Entradas de datos
---*---

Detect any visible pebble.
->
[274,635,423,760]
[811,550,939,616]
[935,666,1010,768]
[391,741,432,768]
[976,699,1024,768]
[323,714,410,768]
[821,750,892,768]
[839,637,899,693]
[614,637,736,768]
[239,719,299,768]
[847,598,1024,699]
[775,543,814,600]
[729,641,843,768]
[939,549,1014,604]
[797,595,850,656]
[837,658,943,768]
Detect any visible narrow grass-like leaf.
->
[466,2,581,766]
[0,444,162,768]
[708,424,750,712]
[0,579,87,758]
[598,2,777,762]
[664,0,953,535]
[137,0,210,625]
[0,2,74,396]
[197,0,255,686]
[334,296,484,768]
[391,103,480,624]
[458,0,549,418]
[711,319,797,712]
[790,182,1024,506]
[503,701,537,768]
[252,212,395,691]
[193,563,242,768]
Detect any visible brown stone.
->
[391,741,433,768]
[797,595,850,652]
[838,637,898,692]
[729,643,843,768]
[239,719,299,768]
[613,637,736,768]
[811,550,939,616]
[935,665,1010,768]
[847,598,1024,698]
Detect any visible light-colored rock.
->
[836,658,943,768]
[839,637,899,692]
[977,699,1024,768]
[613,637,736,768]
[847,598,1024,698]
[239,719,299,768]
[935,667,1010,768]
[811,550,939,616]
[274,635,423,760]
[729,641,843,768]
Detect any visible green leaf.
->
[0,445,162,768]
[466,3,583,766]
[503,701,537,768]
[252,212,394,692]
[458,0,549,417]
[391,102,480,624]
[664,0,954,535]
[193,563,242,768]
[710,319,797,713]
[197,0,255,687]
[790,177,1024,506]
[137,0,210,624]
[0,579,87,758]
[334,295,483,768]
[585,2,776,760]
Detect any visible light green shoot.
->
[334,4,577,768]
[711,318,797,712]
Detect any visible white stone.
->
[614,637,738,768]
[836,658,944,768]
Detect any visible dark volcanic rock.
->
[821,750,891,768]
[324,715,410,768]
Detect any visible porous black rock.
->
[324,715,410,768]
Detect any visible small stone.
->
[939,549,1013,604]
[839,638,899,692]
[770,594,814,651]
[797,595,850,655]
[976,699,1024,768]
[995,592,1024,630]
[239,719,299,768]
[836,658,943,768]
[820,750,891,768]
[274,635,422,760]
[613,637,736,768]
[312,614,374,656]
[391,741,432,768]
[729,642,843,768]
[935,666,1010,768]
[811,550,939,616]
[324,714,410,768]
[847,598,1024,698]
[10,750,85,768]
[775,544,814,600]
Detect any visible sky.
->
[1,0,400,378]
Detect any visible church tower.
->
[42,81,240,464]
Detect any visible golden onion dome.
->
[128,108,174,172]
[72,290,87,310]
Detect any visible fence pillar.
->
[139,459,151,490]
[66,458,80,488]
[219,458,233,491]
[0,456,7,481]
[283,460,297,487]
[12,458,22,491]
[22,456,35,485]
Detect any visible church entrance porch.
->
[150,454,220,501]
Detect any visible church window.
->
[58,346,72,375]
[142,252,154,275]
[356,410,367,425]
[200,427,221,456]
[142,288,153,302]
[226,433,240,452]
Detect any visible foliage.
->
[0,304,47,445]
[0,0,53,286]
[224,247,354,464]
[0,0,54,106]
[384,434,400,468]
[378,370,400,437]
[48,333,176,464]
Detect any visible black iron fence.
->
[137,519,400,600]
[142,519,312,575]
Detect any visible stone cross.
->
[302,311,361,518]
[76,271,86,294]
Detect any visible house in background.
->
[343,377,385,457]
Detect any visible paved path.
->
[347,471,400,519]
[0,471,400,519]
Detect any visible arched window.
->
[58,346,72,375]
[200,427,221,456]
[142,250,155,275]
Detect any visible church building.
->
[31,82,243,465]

---*---

§ Instrucciones
Duplica todos los ítems de arriba, línea por línea y sin cambiar nada.

§ Solución
Detect any visible pebble.
->
[274,635,423,760]
[811,550,939,616]
[935,666,1010,768]
[391,741,432,768]
[976,699,1024,768]
[323,714,410,768]
[821,750,892,768]
[839,637,899,693]
[614,637,736,768]
[239,719,299,768]
[847,598,1024,699]
[775,543,814,600]
[729,641,843,768]
[939,549,1014,604]
[797,595,850,656]
[837,658,943,768]
Detect any visible narrow grass-like leaf.
->
[466,2,581,766]
[0,444,162,768]
[708,424,750,712]
[0,579,87,758]
[598,2,777,762]
[664,0,953,535]
[137,0,210,625]
[0,2,74,396]
[197,0,255,686]
[334,296,484,768]
[391,103,480,624]
[458,0,549,418]
[711,319,797,712]
[790,182,1024,506]
[503,701,537,768]
[252,212,395,691]
[193,563,242,768]
Detect any visible brown stone.
->
[391,741,433,768]
[797,595,850,652]
[838,637,898,692]
[729,643,843,768]
[239,719,299,768]
[613,637,736,768]
[811,550,939,616]
[935,665,1010,768]
[847,598,1024,698]
Detect any visible light-colored rock.
->
[836,658,943,768]
[839,637,899,692]
[977,699,1024,768]
[613,637,736,768]
[847,598,1024,698]
[239,719,299,768]
[935,667,1010,768]
[811,550,939,616]
[274,635,423,760]
[729,641,843,768]
Detect any visible green leaf.
->
[0,445,162,768]
[466,3,583,766]
[503,701,537,768]
[252,212,394,692]
[458,0,549,417]
[391,102,480,624]
[664,0,954,535]
[193,563,242,768]
[710,319,797,713]
[197,0,255,687]
[790,177,1024,506]
[137,0,210,624]
[0,579,87,758]
[334,295,483,768]
[585,2,776,760]
Detect any visible light green shoot.
->
[334,4,577,768]
[711,318,797,712]
Detect any visible white stone.
->
[614,637,738,768]
[836,658,944,768]
Detect any visible dark volcanic rock.
->
[821,750,891,768]
[324,715,410,768]
Detect any visible porous black rock.
->
[324,715,410,768]
Detect any visible small stone.
->
[939,549,1013,604]
[839,638,899,692]
[770,594,814,651]
[797,595,850,655]
[976,699,1024,768]
[995,592,1024,630]
[239,719,299,768]
[836,658,943,768]
[820,750,891,768]
[274,635,422,760]
[613,637,736,768]
[312,614,374,656]
[391,741,432,768]
[729,642,843,768]
[935,666,1010,768]
[811,550,939,616]
[324,714,410,768]
[847,598,1024,698]
[10,750,85,768]
[775,544,814,600]
Detect any visible sky.
->
[1,0,400,378]
Detect any visible church tower.
->
[42,81,240,464]
Detect any visible golden onion dome.
->
[128,108,174,172]
[72,290,87,310]
Detect any visible fence pillar.
->
[139,459,151,490]
[66,458,80,488]
[219,458,233,491]
[0,456,7,481]
[283,460,297,487]
[12,458,22,491]
[22,456,35,485]
Detect any visible church entrance porch.
->
[150,454,220,501]
Detect any visible church window.
->
[58,346,72,375]
[142,252,154,275]
[356,410,367,425]
[200,427,221,456]
[142,288,153,302]
[226,433,240,452]
Detect any visible foliage.
->
[0,304,47,445]
[0,0,53,286]
[224,247,354,464]
[0,0,54,106]
[384,434,400,468]
[378,370,400,437]
[48,333,176,464]
Detect any visible black iron fence.
->
[137,519,400,600]
[142,519,312,575]
Detect any visible stone cross.
->
[302,311,361,518]
[76,271,86,294]
Detect any visible house in background.
->
[343,377,385,457]
Detect any visible paved path.
->
[347,471,400,519]
[0,471,400,519]
Detect any visible arched window.
->
[58,346,72,375]
[200,427,221,456]
[142,250,155,275]
Detect any visible church building.
->
[31,82,243,465]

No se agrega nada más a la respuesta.